§ Exercise requirements:
Rewrite the lines below, changing "place a single dot" to "put one point" wherever it occurs and keeping everything else the same. Omit the pictures from your answer.

§ Exercise data:
________________________
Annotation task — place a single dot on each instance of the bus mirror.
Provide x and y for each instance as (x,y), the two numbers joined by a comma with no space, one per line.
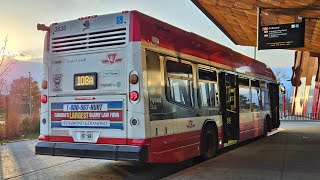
(42,27)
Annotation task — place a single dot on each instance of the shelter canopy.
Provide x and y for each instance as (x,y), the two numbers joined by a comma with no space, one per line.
(238,18)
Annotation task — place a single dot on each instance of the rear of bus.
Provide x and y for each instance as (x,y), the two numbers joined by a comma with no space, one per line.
(91,98)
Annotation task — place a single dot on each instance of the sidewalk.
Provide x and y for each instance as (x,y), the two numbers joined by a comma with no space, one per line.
(293,153)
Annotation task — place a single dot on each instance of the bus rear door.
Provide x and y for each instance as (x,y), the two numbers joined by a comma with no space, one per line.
(229,93)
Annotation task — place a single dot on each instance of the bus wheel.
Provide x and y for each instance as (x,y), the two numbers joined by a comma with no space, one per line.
(210,142)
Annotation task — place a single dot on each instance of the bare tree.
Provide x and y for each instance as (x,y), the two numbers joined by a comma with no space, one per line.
(4,66)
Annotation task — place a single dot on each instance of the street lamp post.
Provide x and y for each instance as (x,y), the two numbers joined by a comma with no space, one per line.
(29,93)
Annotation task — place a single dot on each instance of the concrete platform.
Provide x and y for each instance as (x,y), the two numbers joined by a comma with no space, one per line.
(291,153)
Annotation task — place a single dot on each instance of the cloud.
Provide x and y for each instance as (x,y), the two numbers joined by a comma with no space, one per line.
(19,56)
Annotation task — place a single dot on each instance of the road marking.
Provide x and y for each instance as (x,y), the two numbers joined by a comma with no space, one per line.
(276,131)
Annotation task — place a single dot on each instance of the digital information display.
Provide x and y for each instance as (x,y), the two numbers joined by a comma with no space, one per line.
(282,36)
(85,81)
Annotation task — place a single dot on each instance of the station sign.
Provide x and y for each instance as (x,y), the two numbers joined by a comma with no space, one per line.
(282,36)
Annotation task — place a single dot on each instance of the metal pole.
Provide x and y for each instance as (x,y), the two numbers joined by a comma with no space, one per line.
(258,27)
(29,93)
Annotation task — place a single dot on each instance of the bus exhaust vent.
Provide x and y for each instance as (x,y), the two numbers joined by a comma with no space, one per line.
(91,40)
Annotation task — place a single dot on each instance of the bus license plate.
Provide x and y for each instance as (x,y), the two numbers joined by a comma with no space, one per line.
(86,136)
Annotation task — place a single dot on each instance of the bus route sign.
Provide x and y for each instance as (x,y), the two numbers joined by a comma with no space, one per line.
(282,36)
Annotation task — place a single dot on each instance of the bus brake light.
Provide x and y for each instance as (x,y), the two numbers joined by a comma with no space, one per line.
(44,84)
(44,98)
(134,79)
(134,95)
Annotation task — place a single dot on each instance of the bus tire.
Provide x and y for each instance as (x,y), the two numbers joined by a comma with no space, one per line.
(209,142)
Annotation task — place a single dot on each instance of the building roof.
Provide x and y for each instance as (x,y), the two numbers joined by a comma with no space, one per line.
(238,18)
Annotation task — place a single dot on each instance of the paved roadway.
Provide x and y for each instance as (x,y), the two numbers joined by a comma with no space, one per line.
(293,153)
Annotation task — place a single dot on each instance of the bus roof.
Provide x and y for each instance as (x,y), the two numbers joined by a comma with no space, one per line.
(143,27)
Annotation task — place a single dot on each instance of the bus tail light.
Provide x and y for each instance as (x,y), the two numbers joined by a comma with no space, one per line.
(134,95)
(134,79)
(44,98)
(44,84)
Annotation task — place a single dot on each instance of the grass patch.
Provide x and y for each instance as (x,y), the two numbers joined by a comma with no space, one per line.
(29,136)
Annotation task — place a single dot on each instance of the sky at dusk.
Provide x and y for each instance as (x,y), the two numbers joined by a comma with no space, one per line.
(19,20)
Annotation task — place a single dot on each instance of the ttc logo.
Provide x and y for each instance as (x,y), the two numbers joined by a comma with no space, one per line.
(190,124)
(111,58)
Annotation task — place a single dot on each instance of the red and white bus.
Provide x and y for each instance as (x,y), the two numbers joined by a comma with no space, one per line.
(126,86)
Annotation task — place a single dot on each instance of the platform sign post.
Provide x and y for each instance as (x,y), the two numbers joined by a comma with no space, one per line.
(281,36)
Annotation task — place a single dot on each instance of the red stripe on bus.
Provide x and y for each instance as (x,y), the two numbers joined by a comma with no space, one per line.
(170,148)
(110,114)
(135,34)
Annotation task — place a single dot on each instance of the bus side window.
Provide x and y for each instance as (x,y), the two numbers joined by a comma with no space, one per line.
(244,95)
(207,85)
(154,83)
(255,94)
(179,83)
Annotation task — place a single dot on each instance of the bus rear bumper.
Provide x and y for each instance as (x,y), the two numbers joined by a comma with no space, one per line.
(96,151)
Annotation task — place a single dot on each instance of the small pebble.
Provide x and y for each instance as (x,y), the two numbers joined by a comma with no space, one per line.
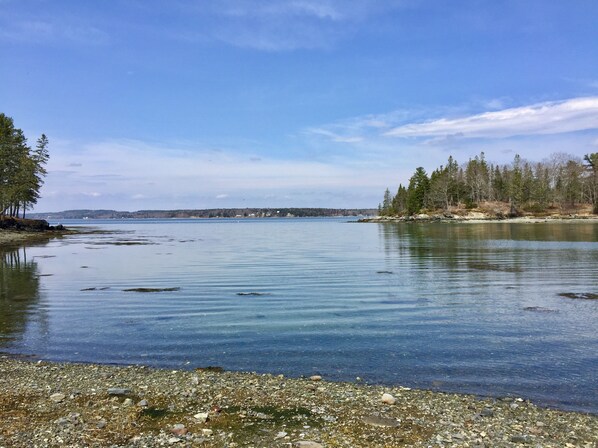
________________________
§ Exercise result:
Annotation task — put one point on each instance of the bus mirror.
Provide x and y for each instance as (x,y), the two numbers joined by a comma with no space, one per line.
(42,27)
Annotation task — put one point on each instance of the shelter canopy.
Provide x and y for each instance as (x,y), the two numbers joined by a comma with no space, one per line.
(238,18)
Annotation task — put one point on each instance of the rear of bus.
Provide x and y for each instance as (x,y), the two numbers joined by a comma with no space, one per line.
(91,98)
Annotation task — put one point on each instance of the sidewalk.
Provide x and y for each instance as (x,y), the two numbers joined by a comma with no space, one per line.
(293,153)
Annotation task — put one point on each instance of the bus rear door.
Provide x and y for each instance as (x,y), the two numbers joined by a comma with no space, one per line.
(229,93)
Annotation task — put one point on each instance of the bus wheel.
Provide x and y for each instance as (x,y), the two numbers joined by a comma with no space, one per line.
(210,142)
Annotation task — put one point on each instance of the bare tree.
Provide x and y for each instance as (x,y), the two numbers joined by a comma with no space, one per line.
(4,66)
Annotation task — put one point on each instance of the street lamp post.
Provide x and y for each instance as (x,y), the two numbers joined by a comma with no space, one per line.
(29,93)
Annotation task — put one point on each instance of the concrete platform.
Provide x and y for each instance as (x,y), the two numbers joined by a comma with no space, one per line.
(291,153)
Annotation task — put one point on each instance of the cloud.
Provide x and y for each instance as (x,y), the two numbers joined by a comma with no space, one per line.
(19,56)
Annotation task — put one point on each instance of the road marking.
Provide x and y for each instance as (x,y), the two numbers joined by a comma with no space, one per line.
(276,131)
Annotation task — put one point on each instance of the digital information display.
Provide x and y for each instance as (x,y), the two numbers joined by a comma with no space, one per line.
(282,36)
(85,81)
Annotation task — put one point on each instance of the station sign.
Provide x and y for each instance as (x,y), the two numbers joined by a comma with no space, one per line.
(282,36)
Annotation task — put one point on each instance of the metal pole.
Provide x and y for each instance as (x,y), the two numbers joined by a comma with no space, one per line.
(258,27)
(29,93)
Annotation task — put one point on each instance of the bus exhaust vent.
Provide x and y for each instance as (x,y), the two numbers joined by a comma with no space, one per line.
(91,40)
Annotation task — put one point on each instance of the bus license plate.
Provide x and y for each instance as (x,y), the two numbers joined by a comma with no space, one per line.
(86,136)
Annotation task — put one point on each instance of the bus route sign.
Provide x and y for each instance as (x,y), the two numbers joined by a comma with no space, one per line.
(282,36)
Annotation task — put one point on each instance of the bus brake light.
Provide x and y for each instance as (x,y), the two numbers joined by a comma with no space, one per line.
(44,84)
(44,98)
(134,79)
(134,95)
Annotation task — put one point on each instance of the bus tire.
Provide x and y for each instance as (x,y), the two numbers joined by a comma with no space, one per line.
(209,142)
Annotation task — put one point on each instance of the building roof.
Provide x and y for each instance as (x,y), the two numbers joined by a comma with no space, one per line.
(238,18)
Annotation task — put one point on each instance of the paved roadway.
Provide x and y for each instance as (x,y), the two numbers joined by a comma with no space, one per line.
(293,153)
Annotation task — put one point on each instance of the bus roof.
Provide x and y for each instance as (x,y), the two numbers joined by a comma with no space, one per line.
(143,27)
Annotation task — put one point on each instance of the bus tail light.
Provide x and y for each instance as (x,y), the two numbers joined by a comma with no space, one per line.
(134,95)
(134,79)
(44,98)
(44,84)
Annotation task — put one point on each instance of the grass patch.
Provide x and y for each instance as (x,y), the two numbers joined by a comma with no space, one per line.
(29,136)
Annotation task — put one point on each instance of the sky at dusk.
Provide x and y for each instance as (x,y), the two numbers joined by a comma with no space, one per line.
(19,20)
Annotation task — put one point on each instance of the ttc logo.
Provide x and y for each instance as (x,y), the two numbers joined by a comma with no space, one per line.
(190,124)
(111,58)
Annotation task — put one point on each instance of the red and white bus.
Provide x and y for each instance as (x,y), the two numbers joined by a comma with no space, one per line.
(126,86)
Annotation task — put one point on each instance of the platform sign post.
Provide x and y for each instance as (x,y), the two numbers joined by a comma with no space, one per line.
(281,36)
Annotation task — put one point on each instance of the red stripe on bus.
Provide x and y for each instance as (x,y), the two numbers joined by a comma with no space, one per line.
(170,148)
(110,114)
(135,34)
Annotation task — put one point on each instance of the bus side window.
Provide x and y for each instance as (x,y), the two numbers joined by a comma with no space, one per line.
(244,95)
(207,85)
(154,83)
(255,94)
(179,83)
Annotation task — put one point on each instance of the bus rear bumper.
Provide x and y for each instance as (x,y), the two numbers joined by a comma with no space, one per line.
(96,151)
Annotation task — put one point on each instance of the small pebble.
Provide x and y for each instance as (x,y), the two numbers joined by a comma with no space, one per line.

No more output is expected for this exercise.